Dame of Pagny and Mirebeau (1510–1561)

Françoise de Longwy (/fr/; 1510 – 28 August 1561) was the first-born and eldest daughter of Jean IV de Longwy and his wife, Jeanne d'Angoulême. After the death of her father, as eldest, she inherited the title of Dame of Pagny and Mirebeau. On 10 January 1526, Françoise wed Philippe Chabot, thereby through marriage, succeeded to the Countess of Charny and Buzançois. At court she held the position of lady-in-waiting to Catherine de Medici, and for Eleanor of Austria between 1532 and 1543.

==Early life==
Born in 1510, Françoise was the daughter of Jean IV of Longwy and Jeanne d'Angoulême, the illegitimate daughter of Charles, Count of Angoulême. Françoise's mother was the half-sister of Francis I of France.

PROBLEM DETAILS: In the passage on Françoise de Longwy, whom did she marry on 10 January 1526?

DATA SUPPLIED:
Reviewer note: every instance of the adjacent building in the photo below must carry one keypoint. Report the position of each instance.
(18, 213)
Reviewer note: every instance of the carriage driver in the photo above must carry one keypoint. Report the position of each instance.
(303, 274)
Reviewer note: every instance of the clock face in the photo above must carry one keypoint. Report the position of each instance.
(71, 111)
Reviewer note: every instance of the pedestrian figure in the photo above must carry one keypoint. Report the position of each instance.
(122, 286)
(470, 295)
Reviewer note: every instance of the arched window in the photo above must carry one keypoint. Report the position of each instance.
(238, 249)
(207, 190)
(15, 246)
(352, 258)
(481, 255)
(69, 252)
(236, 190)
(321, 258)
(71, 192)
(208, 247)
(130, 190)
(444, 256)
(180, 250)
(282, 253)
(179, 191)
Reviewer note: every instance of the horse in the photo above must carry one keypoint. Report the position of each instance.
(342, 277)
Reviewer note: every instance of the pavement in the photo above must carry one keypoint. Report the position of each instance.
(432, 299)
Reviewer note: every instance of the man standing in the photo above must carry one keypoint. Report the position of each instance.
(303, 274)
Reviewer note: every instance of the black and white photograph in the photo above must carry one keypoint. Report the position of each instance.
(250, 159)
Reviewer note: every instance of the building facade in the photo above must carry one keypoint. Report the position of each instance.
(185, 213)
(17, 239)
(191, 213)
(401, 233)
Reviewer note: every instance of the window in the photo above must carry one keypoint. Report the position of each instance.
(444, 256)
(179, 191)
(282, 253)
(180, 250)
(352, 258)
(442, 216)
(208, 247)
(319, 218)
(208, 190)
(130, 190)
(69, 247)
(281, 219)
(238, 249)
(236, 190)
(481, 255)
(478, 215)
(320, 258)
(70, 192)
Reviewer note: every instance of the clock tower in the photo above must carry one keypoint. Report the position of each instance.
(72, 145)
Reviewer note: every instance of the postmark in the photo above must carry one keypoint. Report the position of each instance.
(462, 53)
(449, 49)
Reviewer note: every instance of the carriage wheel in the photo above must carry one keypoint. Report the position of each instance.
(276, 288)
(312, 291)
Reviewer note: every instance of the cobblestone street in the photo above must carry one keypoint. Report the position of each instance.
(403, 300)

EXERCISE ANSWER: Philippe Chabot